▶ Fragmento seleccionado:
........

El Papa Francisco manifestó hace unos días su deseo de visitar Japón, país tan vinculado a la Compañía de Jesús desde san Francisco Javier hasta hoy. Y no se puede hablar de Japón sin recordar a Pedro Arrupe, superior general en proceso de beatificación desde hace un par de meses.
Su fotografía en blanco y negro (de perfil e inclinado hacia delante, media sonrisa y un fondo oscuro que impresionaba) forma parte de mis recuerdos escolares. Allá por los años 70 había una irreductible, aunque minoritaria, oposición interna al rumbo marcado en la Congregación General 32 (la opción preferencial por los pobres). Incluso se decía que los espiritualistas iban a escindirse para volver a los orígenes de la orden, es decir, rigor y ortodoxia. Una reforma del tipo santa Teresa en el Carmelo.
En fin, no sé, mezclo los recuerdos con las lecturas posteriores. En particular, Yo viví la bomba atómica y Este Japón increíble, ambas escritas por Arrupe. Obras descriptivas, pero que esconden el itinerario personal de un hombre de Dios. Posteriormente, su vida se ha analizado en ocasiones de manera parcial, destacando las luces y justificando las sombras. Una suerte de hagiografías que él mismo habría rechazado.

........

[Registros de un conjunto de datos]
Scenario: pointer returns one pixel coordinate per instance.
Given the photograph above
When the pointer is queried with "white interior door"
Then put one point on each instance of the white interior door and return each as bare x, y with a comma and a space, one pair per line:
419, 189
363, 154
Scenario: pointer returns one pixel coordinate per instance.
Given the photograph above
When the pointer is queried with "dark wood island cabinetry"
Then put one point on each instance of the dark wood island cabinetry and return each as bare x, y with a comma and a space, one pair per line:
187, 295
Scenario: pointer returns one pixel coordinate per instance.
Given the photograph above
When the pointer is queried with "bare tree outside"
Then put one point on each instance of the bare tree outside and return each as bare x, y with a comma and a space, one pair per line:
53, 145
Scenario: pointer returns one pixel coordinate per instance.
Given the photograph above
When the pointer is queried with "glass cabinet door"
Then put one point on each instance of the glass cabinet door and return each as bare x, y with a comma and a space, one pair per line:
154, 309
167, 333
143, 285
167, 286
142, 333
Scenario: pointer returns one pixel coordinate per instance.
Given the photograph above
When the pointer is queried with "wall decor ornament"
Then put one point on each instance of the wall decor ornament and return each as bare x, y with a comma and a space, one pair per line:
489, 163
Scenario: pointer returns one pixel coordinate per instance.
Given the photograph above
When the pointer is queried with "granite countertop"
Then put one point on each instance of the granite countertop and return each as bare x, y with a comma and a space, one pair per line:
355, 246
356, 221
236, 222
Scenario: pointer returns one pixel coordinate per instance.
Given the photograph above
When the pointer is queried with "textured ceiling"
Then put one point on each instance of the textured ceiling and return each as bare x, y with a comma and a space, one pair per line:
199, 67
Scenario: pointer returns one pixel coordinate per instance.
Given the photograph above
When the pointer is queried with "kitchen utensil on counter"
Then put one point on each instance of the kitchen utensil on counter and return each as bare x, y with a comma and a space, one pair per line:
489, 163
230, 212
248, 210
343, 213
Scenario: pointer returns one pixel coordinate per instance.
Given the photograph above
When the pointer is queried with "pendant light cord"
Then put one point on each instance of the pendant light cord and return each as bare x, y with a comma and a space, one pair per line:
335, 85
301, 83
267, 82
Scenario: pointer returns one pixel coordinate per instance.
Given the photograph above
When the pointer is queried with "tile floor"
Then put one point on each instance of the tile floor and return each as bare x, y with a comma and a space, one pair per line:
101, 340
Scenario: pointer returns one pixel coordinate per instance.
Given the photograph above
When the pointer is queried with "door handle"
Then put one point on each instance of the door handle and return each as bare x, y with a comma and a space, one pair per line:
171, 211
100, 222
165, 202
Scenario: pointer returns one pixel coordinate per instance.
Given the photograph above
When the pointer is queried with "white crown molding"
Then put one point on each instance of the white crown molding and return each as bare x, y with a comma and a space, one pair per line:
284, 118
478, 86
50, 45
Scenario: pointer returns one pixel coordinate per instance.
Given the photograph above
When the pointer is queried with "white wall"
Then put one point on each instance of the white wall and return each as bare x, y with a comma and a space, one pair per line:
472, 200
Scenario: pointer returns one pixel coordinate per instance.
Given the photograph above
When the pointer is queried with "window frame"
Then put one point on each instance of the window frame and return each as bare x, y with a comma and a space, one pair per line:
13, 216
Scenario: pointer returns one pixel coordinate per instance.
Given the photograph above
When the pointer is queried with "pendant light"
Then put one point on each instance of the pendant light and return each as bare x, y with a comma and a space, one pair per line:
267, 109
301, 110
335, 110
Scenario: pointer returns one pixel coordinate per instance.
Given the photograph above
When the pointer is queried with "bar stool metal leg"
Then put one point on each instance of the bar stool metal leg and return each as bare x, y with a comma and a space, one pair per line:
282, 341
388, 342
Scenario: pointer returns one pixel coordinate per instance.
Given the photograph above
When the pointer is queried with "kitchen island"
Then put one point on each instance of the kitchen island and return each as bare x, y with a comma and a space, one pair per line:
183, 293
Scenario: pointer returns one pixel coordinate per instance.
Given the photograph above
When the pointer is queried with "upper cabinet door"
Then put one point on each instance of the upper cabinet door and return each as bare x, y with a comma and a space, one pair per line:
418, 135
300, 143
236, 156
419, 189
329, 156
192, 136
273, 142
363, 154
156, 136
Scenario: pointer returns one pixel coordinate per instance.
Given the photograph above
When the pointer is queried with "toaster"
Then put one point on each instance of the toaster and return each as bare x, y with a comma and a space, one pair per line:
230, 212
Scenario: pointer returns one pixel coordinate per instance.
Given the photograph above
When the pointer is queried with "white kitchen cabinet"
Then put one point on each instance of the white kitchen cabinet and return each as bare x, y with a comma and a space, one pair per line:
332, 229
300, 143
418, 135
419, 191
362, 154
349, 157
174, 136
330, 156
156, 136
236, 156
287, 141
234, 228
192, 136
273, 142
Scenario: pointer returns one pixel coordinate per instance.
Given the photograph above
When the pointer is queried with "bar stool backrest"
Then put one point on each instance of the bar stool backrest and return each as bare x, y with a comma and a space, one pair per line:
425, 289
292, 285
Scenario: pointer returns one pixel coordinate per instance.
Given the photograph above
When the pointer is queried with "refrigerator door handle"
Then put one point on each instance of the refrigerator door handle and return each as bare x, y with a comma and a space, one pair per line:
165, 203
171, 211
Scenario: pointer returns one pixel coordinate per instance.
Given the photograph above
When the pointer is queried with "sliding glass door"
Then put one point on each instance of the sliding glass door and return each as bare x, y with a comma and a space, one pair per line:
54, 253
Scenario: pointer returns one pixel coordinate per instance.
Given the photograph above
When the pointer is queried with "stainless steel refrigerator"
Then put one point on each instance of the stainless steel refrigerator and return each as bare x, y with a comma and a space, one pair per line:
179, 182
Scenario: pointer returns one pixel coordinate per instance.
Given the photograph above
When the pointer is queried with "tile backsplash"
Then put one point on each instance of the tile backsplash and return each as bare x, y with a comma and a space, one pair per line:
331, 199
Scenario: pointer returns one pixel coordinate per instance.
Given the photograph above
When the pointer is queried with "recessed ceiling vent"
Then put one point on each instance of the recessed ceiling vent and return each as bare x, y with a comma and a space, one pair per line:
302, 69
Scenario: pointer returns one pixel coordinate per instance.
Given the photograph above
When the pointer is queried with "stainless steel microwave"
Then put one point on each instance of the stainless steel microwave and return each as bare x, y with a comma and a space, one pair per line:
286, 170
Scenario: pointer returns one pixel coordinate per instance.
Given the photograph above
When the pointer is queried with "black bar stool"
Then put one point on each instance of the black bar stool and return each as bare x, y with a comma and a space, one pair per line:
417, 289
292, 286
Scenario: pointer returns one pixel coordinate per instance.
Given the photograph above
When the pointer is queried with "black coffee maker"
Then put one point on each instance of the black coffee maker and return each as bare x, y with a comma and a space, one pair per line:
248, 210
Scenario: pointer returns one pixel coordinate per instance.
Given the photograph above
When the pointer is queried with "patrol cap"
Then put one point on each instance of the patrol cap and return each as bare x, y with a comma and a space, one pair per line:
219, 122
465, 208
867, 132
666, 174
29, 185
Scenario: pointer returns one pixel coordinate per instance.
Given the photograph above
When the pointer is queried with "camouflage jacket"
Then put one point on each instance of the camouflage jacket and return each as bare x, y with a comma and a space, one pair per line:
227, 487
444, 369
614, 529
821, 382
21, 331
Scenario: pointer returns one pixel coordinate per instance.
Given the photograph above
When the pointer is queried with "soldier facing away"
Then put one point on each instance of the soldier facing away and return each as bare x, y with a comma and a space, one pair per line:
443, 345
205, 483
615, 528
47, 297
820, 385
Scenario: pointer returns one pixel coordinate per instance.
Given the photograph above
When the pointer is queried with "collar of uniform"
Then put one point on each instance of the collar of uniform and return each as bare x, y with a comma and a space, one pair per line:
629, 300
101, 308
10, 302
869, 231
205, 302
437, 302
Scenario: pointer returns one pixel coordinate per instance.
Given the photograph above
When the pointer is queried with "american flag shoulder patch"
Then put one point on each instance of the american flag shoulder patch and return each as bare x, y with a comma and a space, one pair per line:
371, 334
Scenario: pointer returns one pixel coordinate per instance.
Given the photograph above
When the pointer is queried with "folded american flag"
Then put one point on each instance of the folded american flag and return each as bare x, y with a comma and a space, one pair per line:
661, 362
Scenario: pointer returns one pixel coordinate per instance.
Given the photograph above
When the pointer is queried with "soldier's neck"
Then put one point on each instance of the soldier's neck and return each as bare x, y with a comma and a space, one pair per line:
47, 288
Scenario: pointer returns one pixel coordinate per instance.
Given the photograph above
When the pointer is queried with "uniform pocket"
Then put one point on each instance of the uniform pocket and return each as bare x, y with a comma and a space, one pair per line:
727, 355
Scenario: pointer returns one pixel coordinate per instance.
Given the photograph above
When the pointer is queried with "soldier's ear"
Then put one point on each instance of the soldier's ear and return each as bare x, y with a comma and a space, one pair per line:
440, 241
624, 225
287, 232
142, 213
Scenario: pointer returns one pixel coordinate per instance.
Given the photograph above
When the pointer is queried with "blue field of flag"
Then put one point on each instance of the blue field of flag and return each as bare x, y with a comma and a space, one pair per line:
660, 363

........

▶ Tareas por realizar:
a) Cite textualmente el pasaje del texto sobre Pedro Arrupe que comienza con "El Papa Francisco" y sigue hasta "en el Carmelo.".
b) Enumere todas las personas que se mencionan por su nombre en el texto sobre Pedro Arrupe.
Los registros son un material independiente del texto sobre Pedro Arrupe.

▶ Soluciones propuestas:
a)
El Papa Francisco manifestó hace unos días su deseo de visitar Japón, país tan vinculado a la Compañía de Jesús desde san Francisco Javier hasta hoy. Y no se puede hablar de Japón sin recordar a Pedro Arrupe, superior general en proceso de beatificación desde hace un par de meses.
Su fotografía en blanco y negro (de perfil e inclinado hacia delante, media sonrisa y un fondo oscuro que impresionaba) forma parte de mis recuerdos escolares. Allá por los años 70 había una irreductible, aunque minoritaria, oposición interna al rumbo marcado en la Congregación General 32 (la opción preferencial por los pobres). Incluso se decía que los espiritualistas iban a escindirse para volver a los orígenes de la orden, es decir, rigor y ortodoxia. Una reforma del tipo santa Teresa en el Carmelo.

b) Papa Francisco, san Francisco Javier, Pedro Arrupe y santa Teresa.